> [WHAT YOU NEED TO DO] Revise the entries below, replacing "Point out every instance" with "Locate each instance" wherever it appears and leaving everything else unchanged.

════════

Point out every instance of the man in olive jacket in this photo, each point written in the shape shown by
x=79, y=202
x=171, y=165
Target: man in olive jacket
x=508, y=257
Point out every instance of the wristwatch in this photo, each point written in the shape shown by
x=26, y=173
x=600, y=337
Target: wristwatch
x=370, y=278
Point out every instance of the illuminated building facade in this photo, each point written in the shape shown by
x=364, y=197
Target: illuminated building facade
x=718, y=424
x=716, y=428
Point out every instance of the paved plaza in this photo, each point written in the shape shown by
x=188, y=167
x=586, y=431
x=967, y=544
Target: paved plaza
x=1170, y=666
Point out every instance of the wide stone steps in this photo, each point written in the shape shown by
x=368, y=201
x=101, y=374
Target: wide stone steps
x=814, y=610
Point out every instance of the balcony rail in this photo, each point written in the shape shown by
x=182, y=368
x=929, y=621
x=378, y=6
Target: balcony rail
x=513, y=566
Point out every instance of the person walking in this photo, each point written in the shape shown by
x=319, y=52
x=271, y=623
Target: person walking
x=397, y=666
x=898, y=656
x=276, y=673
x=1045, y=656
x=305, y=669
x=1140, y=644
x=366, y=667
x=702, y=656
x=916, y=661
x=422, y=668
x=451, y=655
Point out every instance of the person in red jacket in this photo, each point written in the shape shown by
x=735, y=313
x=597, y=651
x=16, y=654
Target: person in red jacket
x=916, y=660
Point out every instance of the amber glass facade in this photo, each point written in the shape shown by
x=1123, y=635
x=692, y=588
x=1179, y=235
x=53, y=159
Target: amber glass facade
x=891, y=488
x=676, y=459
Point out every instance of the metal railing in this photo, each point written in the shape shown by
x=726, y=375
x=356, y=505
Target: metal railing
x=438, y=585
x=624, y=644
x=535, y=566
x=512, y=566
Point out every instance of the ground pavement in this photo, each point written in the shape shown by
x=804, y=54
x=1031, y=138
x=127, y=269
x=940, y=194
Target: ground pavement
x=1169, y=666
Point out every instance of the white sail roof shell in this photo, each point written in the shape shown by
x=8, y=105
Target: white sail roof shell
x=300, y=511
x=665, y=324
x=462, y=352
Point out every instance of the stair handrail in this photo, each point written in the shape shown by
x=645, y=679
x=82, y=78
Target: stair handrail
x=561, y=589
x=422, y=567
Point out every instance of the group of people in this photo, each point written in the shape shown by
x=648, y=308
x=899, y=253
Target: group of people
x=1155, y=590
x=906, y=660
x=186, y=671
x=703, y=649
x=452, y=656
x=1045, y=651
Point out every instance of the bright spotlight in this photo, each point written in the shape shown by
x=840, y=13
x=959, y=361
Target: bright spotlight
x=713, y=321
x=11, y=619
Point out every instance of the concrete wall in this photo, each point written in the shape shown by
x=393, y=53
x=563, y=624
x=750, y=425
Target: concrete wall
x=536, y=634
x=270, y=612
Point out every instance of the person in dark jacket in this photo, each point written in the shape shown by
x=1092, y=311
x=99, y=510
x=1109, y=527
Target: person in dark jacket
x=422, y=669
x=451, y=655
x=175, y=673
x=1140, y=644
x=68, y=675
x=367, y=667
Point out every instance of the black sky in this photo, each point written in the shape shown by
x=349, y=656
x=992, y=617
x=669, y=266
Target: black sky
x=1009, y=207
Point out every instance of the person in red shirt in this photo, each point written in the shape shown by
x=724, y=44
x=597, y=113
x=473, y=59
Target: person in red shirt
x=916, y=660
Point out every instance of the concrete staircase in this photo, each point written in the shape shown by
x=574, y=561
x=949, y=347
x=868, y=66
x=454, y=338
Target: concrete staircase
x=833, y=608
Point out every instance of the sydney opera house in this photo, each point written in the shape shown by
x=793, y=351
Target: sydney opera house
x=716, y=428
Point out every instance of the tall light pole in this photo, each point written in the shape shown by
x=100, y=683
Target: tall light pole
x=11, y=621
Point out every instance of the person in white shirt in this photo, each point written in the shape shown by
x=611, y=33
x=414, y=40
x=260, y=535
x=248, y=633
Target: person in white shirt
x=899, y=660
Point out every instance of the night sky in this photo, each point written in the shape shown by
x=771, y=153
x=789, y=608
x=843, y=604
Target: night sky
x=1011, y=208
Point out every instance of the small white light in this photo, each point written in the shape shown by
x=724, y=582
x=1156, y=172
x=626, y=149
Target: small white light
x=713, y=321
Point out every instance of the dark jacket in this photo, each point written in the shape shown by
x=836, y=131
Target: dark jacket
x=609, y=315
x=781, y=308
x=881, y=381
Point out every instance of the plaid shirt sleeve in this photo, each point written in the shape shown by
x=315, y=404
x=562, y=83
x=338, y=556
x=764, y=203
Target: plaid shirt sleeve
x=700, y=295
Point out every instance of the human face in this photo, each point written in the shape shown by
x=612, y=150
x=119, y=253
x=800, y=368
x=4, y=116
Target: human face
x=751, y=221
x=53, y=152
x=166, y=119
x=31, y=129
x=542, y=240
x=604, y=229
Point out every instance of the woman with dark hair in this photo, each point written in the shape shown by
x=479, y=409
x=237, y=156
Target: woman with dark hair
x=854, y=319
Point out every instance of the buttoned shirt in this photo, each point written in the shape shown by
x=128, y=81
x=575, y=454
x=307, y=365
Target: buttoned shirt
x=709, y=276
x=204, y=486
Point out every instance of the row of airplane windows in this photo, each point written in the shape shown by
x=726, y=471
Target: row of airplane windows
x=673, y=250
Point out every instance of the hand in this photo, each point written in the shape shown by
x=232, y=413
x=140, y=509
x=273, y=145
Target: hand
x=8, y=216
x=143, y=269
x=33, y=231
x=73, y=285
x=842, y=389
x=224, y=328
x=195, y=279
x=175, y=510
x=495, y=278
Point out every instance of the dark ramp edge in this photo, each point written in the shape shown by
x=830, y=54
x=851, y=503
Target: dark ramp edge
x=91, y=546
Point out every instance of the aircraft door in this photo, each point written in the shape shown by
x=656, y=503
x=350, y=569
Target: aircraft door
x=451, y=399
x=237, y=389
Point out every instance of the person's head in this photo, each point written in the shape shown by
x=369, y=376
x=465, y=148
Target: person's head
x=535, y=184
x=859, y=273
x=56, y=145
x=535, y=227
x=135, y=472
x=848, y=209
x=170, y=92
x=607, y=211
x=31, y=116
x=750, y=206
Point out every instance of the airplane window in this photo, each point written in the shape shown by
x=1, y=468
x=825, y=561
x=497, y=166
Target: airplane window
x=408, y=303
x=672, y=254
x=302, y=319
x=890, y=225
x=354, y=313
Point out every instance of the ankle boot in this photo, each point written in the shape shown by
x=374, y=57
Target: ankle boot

════════

> [TASK OUTPUT]
Locate each instance of the man in olive jacket in this photo, each point written in the shape shown by
x=79, y=202
x=171, y=165
Target: man in olive jacket
x=508, y=257
Locate each instance of the wristwatch in this photo, each point written in the shape shown by
x=26, y=173
x=600, y=337
Target: wristwatch
x=370, y=278
Locate each instance of the illuminated building facade in this photo, each point written in the shape shown by
x=364, y=197
Target: illuminated building facade
x=718, y=424
x=716, y=428
Locate each instance of the paved plaza in this photo, each point written in the shape shown by
x=188, y=167
x=586, y=431
x=967, y=544
Target: paved plaza
x=1170, y=666
Locate each instance of the wide stone steps in this photo, each point written in the shape shown by
x=368, y=201
x=101, y=374
Target: wide stone steps
x=814, y=610
Locate each instance of the balcony rail in this photo, each point written in the shape shown by
x=182, y=368
x=929, y=621
x=378, y=6
Target: balcony rail
x=513, y=566
Locate each instance of the person walking in this photo, each point written in the shape shown by
x=319, y=52
x=271, y=623
Target: person walking
x=397, y=666
x=898, y=656
x=276, y=673
x=1045, y=656
x=305, y=669
x=1140, y=644
x=366, y=667
x=702, y=656
x=916, y=661
x=422, y=668
x=451, y=655
Locate each instance of the person in red jacket in this photo, each point written in the shape shown by
x=735, y=313
x=597, y=651
x=16, y=654
Target: person in red jacket
x=916, y=660
Locate each instance of the amber glass facade in this photo, each point written in the shape shown by
x=1123, y=635
x=692, y=588
x=1179, y=235
x=53, y=159
Target: amber glass facade
x=891, y=488
x=676, y=459
Locate each instance of the metal railing in this photo, each point written in the shape shown by
x=726, y=375
x=356, y=505
Target: metal railing
x=438, y=585
x=624, y=644
x=535, y=566
x=512, y=566
Locate each instance of the ground pavement in this photo, each point written in the shape shown by
x=804, y=54
x=1031, y=138
x=127, y=269
x=940, y=194
Target: ground pavement
x=1169, y=666
Locate each instance of the white sail roof shell in this photo, each point written in the shape shown by
x=8, y=105
Target: white sail roof shell
x=300, y=511
x=665, y=324
x=462, y=352
Locate each instance of the stair handrail in this photo, each point written in the shape shown by
x=645, y=679
x=82, y=78
Target: stair handrail
x=561, y=589
x=422, y=567
Locate each instance of the group of people in this photo, each point written in the shape shown by
x=648, y=308
x=899, y=253
Target: group of people
x=1155, y=590
x=906, y=660
x=186, y=671
x=703, y=649
x=452, y=656
x=1045, y=651
Locate each instance of the bright spotlight in this photo, each point written in the shape shown by
x=840, y=13
x=959, y=361
Target: bright spotlight
x=713, y=321
x=11, y=619
Locate each instance of the concrete wall in this photo, each point written in the shape shown by
x=393, y=53
x=563, y=624
x=750, y=425
Target: concrete wall
x=536, y=634
x=270, y=612
Locate each instance of the person in dark jacket in this photo, each point written in the shape shown by
x=1092, y=311
x=99, y=510
x=1109, y=527
Target: person in dark jacket
x=422, y=669
x=451, y=655
x=175, y=673
x=1140, y=644
x=68, y=675
x=367, y=667
Locate each instance of the black sky in this photo, each point written in the shape shown by
x=349, y=656
x=992, y=617
x=669, y=266
Target: black sky
x=1009, y=207
Locate each instance of the person in red shirt in this photo, each point written in the shape shown by
x=724, y=44
x=597, y=113
x=473, y=59
Target: person in red shirt
x=916, y=660
Locate each instance of the concrete staircase in this photo, each point written in the shape shown by
x=574, y=561
x=949, y=347
x=868, y=66
x=454, y=338
Target: concrete staircase
x=833, y=608
Locate each instance of the sydney opera house in this photo, each point written in the shape shown by
x=793, y=351
Target: sydney opera house
x=716, y=428
Locate each instance of the tall light pole in this photo, each point written in the shape shown by
x=100, y=683
Target: tall light pole
x=11, y=621
Locate each instance of the person in white shirt in this photo, each point written in the shape shown by
x=611, y=33
x=414, y=40
x=260, y=535
x=248, y=633
Target: person in white shirt
x=899, y=660
Locate each instance of the night sky in this photo, each point written in the shape shown by
x=771, y=153
x=789, y=608
x=843, y=604
Target: night sky
x=1011, y=208
Locate each instance of the small white light in this photo, each point written in the shape shown by
x=724, y=582
x=1156, y=172
x=626, y=149
Target: small white light
x=713, y=321
Locate each instance of the dark jacket in this photo, each point written in the shape shown by
x=836, y=131
Target: dark jacket
x=609, y=315
x=781, y=308
x=881, y=381
Locate each instance of the plaid shirt sleeve in this photo, each point written in the shape shown by
x=315, y=404
x=562, y=83
x=338, y=556
x=764, y=203
Target: plaid shirt sleeve
x=700, y=295
Locate each instance of the human face in this photo, each point written in the shape shown by
x=612, y=150
x=119, y=253
x=800, y=368
x=4, y=116
Target: human face
x=751, y=221
x=53, y=152
x=166, y=119
x=31, y=129
x=542, y=240
x=604, y=229
Locate each instance of the woman with dark hair in this photo, each point written in the shape shown by
x=479, y=409
x=237, y=156
Target: woman with dark hair
x=854, y=319
Locate each instance of the buttoned shirt in this photo, each point written in the shape shown by
x=128, y=81
x=575, y=454
x=307, y=365
Target: buttoned shirt
x=709, y=276
x=204, y=486
Locate each instance of the row of airplane windows in this photo, each point written in the shape shown by
x=726, y=471
Target: row of airplane windows
x=673, y=250
Locate each instance of the hand in this photo, each point written in the shape shown by
x=232, y=413
x=140, y=509
x=273, y=145
Target: hand
x=8, y=216
x=143, y=269
x=33, y=231
x=73, y=285
x=842, y=389
x=224, y=328
x=195, y=279
x=175, y=510
x=495, y=278
Locate each instance of the dark ramp edge in this photo, each point written in the shape shown by
x=830, y=54
x=851, y=503
Target: dark ramp edge
x=91, y=546
Locate each instance of the aircraft door in this photo, each point written in the shape shown by
x=656, y=503
x=350, y=569
Target: aircraft door
x=451, y=399
x=237, y=389
Locate each instance of the person's head in this photo, each point written in the shape shown by
x=369, y=376
x=465, y=148
Target: person's head
x=535, y=184
x=859, y=273
x=56, y=145
x=535, y=227
x=135, y=472
x=848, y=209
x=170, y=92
x=607, y=211
x=31, y=116
x=750, y=206
Locate each instance of the airplane window in this photo, each point written in the shape shown by
x=1, y=468
x=825, y=561
x=497, y=166
Target: airplane window
x=408, y=303
x=672, y=254
x=302, y=319
x=890, y=225
x=354, y=313
Locate each instance of the ankle boot in this photo, each point written in the shape shown by
x=374, y=57
Target: ankle boot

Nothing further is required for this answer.